— Dataset excerpt —

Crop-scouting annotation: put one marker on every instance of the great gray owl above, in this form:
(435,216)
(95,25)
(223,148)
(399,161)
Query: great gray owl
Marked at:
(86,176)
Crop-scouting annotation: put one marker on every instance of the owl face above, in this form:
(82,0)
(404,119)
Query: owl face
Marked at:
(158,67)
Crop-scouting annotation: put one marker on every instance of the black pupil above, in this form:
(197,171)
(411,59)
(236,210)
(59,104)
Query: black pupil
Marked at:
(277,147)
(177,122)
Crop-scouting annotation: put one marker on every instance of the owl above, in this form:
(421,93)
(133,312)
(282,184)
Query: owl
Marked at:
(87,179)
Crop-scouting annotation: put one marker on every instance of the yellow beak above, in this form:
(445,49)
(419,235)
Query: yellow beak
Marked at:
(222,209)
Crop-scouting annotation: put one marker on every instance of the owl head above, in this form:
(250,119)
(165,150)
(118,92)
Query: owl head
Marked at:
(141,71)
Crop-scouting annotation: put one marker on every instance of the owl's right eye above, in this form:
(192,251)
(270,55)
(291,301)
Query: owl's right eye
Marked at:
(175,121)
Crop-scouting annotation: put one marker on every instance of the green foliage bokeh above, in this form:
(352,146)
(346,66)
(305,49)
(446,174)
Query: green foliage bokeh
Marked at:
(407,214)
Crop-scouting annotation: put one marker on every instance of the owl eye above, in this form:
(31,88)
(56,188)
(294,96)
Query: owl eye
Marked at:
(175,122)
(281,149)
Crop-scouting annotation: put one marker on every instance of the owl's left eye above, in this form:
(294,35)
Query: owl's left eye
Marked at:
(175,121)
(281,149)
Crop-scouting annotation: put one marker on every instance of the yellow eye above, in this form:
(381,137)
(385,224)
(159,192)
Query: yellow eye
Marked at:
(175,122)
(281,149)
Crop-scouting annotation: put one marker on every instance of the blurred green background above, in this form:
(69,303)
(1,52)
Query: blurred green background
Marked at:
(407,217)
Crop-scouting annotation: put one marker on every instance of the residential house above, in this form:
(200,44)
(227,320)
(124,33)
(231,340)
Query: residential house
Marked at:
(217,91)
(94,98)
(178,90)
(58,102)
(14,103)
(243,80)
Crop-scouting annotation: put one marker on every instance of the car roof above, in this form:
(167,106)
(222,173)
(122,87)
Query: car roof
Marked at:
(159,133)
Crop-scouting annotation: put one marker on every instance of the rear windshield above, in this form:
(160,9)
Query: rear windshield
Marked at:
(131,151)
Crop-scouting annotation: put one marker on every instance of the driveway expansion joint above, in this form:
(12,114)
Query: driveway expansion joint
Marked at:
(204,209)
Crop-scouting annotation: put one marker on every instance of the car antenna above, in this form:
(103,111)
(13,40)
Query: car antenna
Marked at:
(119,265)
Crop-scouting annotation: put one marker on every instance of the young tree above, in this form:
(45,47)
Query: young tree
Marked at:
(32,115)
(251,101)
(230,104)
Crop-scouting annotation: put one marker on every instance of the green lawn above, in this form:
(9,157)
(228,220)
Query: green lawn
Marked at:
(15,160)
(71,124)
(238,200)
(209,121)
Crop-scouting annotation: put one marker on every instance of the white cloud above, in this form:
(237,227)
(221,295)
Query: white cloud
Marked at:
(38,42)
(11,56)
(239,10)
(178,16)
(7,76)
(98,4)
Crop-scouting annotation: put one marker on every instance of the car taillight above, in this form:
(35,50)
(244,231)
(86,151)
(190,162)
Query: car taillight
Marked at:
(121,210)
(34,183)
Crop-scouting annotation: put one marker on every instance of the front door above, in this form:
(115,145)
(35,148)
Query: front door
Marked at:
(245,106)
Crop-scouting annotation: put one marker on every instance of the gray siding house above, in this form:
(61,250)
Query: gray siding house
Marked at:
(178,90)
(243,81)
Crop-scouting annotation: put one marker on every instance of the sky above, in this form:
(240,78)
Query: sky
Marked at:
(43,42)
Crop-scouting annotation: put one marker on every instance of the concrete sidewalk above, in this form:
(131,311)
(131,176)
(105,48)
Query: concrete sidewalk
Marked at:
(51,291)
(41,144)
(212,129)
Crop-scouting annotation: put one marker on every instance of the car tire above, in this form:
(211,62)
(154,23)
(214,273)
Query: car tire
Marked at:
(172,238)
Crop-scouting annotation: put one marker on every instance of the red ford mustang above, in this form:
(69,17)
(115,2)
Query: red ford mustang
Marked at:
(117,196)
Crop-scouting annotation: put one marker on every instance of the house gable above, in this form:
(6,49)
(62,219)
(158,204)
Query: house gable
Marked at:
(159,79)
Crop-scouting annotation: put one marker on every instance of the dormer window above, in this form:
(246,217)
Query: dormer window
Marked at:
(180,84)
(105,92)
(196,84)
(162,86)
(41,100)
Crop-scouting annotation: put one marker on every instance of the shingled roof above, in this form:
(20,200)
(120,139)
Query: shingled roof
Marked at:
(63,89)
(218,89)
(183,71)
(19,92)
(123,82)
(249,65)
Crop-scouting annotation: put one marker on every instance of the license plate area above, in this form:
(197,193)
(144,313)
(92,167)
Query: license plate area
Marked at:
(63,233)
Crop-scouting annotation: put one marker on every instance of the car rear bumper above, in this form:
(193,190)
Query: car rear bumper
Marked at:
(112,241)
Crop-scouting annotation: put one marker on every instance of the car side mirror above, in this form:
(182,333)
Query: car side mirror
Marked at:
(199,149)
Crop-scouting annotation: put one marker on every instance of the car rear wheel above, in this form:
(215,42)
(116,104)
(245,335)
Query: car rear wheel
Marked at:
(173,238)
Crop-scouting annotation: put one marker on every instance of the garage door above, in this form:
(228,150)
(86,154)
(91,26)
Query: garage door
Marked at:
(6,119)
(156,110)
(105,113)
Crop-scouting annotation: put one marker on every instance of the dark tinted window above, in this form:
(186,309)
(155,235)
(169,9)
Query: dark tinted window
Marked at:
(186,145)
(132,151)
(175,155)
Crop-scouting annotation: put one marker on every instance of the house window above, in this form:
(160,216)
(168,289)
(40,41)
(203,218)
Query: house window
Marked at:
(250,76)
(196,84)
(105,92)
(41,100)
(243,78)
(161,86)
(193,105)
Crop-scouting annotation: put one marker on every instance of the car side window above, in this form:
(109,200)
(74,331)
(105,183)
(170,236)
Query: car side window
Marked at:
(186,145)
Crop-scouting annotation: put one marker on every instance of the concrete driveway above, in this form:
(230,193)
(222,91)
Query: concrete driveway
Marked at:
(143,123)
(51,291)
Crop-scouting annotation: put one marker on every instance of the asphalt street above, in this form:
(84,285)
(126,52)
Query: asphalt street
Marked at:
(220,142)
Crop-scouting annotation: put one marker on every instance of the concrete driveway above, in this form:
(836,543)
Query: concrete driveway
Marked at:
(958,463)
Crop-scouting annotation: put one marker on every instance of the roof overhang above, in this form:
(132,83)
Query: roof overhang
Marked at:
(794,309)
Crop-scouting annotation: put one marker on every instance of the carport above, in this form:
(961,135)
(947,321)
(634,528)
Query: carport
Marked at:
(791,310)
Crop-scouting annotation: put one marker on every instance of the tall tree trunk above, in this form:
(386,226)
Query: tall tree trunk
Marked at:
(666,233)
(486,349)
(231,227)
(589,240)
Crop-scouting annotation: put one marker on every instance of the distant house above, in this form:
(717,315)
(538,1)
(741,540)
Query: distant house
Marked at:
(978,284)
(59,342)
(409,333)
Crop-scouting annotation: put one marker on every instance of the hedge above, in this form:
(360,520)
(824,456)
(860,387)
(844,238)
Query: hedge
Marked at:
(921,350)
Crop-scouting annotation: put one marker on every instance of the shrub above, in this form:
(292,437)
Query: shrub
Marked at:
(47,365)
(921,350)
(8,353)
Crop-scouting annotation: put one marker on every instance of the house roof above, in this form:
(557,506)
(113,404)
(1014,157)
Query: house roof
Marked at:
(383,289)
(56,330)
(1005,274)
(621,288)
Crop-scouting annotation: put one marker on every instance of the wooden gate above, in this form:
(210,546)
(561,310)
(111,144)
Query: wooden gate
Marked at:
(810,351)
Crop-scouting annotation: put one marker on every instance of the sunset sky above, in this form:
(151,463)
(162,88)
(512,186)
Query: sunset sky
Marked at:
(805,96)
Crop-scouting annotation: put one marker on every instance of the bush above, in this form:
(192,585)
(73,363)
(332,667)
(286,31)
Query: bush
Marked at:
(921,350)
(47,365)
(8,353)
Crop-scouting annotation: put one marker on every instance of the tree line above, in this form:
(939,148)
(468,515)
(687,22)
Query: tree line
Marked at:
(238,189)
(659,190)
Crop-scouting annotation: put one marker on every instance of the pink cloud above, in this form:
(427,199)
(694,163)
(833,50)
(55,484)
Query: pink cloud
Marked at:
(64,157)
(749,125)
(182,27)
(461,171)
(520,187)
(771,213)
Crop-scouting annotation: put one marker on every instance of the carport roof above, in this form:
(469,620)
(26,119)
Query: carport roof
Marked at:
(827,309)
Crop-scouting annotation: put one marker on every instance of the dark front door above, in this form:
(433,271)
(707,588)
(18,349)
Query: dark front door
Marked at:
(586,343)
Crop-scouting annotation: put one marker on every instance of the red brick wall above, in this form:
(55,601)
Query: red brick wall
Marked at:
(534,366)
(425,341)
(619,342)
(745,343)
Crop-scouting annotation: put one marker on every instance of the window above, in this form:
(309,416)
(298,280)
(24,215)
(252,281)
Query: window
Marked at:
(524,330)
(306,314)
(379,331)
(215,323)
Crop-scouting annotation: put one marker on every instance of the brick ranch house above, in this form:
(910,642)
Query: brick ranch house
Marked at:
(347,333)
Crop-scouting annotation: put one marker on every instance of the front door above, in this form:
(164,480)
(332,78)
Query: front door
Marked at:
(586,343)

— EXERCISE —
Write out the stretch of lines from the one containing "of the brick" through the last line above as a numbered list, omitting blank lines and including no other lines.

— THE REPLY —
1. Crop-scouting annotation: put one marker on every instance of the brick ranch house above, in this form:
2. (910,642)
3. Query: brick ranch house
4. Marked at:
5. (347,333)
6. Crop-scouting annotation: put one marker on every instance of the front door above, in this form:
7. (164,480)
8. (332,78)
9. Query: front door
10. Marked at:
11. (586,343)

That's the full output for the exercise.